» TEXT EXCERPT:

------------

In 1475, the newly-formed Guild of Our Lady Saint Mary the Virgin received a licence from King Edward IV to hold a property for their meetings. 2 Bancroft (The Brotherhood) has long been identified as the community’s Guildhall. As this part of Bancroft was formerly called Golden (earlier Gilden) Square, referring to the medieval Guild, the identification is plausible. Details inside the building confirm the likelihood, as the upper floor was built as one large room open to the roof. This floor originally projected out to the east, in what is known as a jetty (the overhanging part of a timber-framed building). Painted glass in the windows shows that this was a high status building, but it was destroyed in 1815 for sash windows, themselves removed at some time after 1885. It is now (January 2023) home to part of Lloyds Bank, Wilbury Clinic and Phone Tech.
Until the twentieth century, decorated tiles stood at each end of the roof ridge. Before 1912, when the Victoria County History described the originals as ‘still remaining in one of the shops’, replacements had taken their place. A photograph in the Lawson Thompson scrapbooks held in the museum shows that one of them was broken, missing its head, arms and reins. The business was probably Passingham’s wine shop at 2 Bancroft, as Alfred Passingham donated the tile to the newly formed (and still unopened) Hitchin Museum in 1939.

------------

» EXERCISE DATA:

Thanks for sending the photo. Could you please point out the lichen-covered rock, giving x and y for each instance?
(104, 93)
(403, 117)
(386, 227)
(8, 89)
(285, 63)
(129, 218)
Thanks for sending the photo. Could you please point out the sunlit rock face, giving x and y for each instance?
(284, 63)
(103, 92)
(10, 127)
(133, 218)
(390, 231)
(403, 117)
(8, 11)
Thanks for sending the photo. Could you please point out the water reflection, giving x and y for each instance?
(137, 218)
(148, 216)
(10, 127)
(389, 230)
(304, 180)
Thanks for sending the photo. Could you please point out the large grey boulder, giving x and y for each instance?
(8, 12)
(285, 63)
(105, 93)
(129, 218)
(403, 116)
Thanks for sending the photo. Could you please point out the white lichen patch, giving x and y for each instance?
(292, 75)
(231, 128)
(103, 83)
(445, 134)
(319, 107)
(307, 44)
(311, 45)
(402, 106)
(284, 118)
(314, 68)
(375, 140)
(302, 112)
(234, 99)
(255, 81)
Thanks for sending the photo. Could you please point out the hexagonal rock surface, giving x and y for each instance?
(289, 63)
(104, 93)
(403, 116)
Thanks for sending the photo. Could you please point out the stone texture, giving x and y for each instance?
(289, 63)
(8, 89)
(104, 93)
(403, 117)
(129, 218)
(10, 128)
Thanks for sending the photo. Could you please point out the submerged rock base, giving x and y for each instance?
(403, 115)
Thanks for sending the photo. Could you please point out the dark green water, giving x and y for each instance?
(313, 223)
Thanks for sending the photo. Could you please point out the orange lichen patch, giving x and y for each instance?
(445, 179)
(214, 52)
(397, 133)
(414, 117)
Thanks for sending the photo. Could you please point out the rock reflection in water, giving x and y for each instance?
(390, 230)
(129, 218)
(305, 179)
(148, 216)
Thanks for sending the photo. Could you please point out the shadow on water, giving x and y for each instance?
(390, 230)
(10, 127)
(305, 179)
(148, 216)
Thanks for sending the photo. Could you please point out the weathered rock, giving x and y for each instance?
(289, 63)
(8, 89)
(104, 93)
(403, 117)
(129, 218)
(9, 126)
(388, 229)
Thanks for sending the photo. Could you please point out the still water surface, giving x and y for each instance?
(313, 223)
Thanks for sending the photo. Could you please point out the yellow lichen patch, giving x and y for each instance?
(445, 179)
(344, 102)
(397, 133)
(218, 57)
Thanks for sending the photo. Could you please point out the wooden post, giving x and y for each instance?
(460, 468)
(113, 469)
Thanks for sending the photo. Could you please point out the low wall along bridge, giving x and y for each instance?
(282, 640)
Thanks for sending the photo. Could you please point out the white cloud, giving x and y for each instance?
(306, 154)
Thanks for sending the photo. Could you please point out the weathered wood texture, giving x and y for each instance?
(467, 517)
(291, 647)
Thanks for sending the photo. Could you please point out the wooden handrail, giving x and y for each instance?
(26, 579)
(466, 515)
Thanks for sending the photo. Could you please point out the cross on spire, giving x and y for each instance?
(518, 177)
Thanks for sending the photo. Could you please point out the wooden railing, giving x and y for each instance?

------------

» ACTIONS TO TAKE:
• A. Sum up the text about 2 Bancroft in two sentences.
• B. Print the part of the text about 2 Bancroft between "In 1475, the" and "and Phone Tech.", inclusive.
• C. Answer these questions on the text about 2 Bancroft:
(i) In what year was the painted glass in the windows destroyed?
(ii) What was this part of Bancroft formerly called?
(iii) What was the broken tile in the photograph missing?

» OUTPUTS FOR THE TASKS:
• A. 2 Bancroft, known as The Brotherhood, has long been identified as the Guildhall of the Guild of Our Lady Saint Mary the Virgin, which received a licence from King Edward IV in 1475 to hold a property for its meetings, and details inside the building support this. Decorated tiles once stood at each end of the roof ridge, and Alfred Passingham donated a tile to the newly formed Hitchin Museum in 1939.

• B.
In 1475, the newly-formed Guild of Our Lady Saint Mary the Virgin received a licence from King Edward IV to hold a property for their meetings. 2 Bancroft (The Brotherhood) has long been identified as the community’s Guildhall. As this part of Bancroft was formerly called Golden (earlier Gilden) Square, referring to the medieval Guild, the identification is plausible. Details inside the building confirm the likelihood, as the upper floor was built as one large room open to the roof. This floor originally projected out to the east, in what is known as a jetty (the overhanging part of a timber-framed building). Painted glass in the windows shows that this was a high status building, but it was destroyed in 1815 for sash windows, themselves removed at some time after 1885. It is now (January 2023) home to part of Lloyds Bank, Wilbury Clinic and Phone Tech.

• C.
(i) 1815
(ii) Golden Square, earlier Gilden Square
(iii) Its head, arms and reins